* Your objective *
Output the GitHub issue discussion below verbatim, in its entirety.

* Excerpt provided *
===

Open TimAshelford opened 1 year ago

TimAshelford commented 1 year ago

The following have a single example but need to return a dictionary:

Originally posted by @EFT-Defra in https://github.com/Defra-Data-Science-Centre-of-Excellence/sds-data-model/issues/35#issuecomment-1181543910

TimAshelford commented 1 year ago

See also #53 related task.

JordanPinder-Defra commented 1 year ago

Bit of context to the issue.

This pull request is a good start for background.

Relates to issues 35 and 53.

Previous work has taken a given xpath to return a single text value or a tuple of text values. This issue aims to return values from a given xpath with multiple tags & values to a dictionary-like structure, where the tag is the key and the string is the value.

===

* Given records *
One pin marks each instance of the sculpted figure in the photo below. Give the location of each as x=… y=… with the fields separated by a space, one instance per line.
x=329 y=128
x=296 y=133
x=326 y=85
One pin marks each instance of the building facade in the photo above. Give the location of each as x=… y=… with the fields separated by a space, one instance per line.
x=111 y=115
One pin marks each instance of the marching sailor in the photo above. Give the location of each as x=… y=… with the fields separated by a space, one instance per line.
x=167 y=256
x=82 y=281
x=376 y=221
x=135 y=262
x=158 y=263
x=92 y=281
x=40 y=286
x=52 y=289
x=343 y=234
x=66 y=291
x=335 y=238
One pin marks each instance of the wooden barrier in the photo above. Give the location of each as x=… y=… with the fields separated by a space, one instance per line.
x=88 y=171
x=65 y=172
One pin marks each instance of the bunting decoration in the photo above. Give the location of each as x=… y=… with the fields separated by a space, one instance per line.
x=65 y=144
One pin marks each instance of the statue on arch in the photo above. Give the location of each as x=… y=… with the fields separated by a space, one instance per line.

===

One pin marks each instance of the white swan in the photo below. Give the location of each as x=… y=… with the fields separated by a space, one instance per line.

===

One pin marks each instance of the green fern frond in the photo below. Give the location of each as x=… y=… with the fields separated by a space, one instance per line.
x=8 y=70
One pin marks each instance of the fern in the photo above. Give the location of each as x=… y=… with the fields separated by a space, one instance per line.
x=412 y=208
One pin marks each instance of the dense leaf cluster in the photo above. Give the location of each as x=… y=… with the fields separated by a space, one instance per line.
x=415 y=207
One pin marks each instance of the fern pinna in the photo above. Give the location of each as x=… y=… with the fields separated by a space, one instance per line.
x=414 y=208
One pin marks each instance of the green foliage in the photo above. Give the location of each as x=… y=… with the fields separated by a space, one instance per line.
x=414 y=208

===

* Result below *
Open TimAshelford opened 1 year ago

TimAshelford commented 1 year ago

The following have a single example but need to return a dictionary:

Originally posted by @EFT-Defra in https://github.com/Defra-Data-Science-Centre-of-Excellence/sds-data-model/issues/35#issuecomment-1181543910

TimAshelford commented 1 year ago

See also #53 related task.

JordanPinder-Defra commented 1 year ago

Bit of context to the issue.

This pull request is a good start for background.

Relates to issues 35 and 53.

Previous work has taken a given xpath to return a single text value or a tuple of text values. This issue aims to return values from a given xpath with multiple tags & values to a dictionary-like structure, where the tag is the key and the string is the value.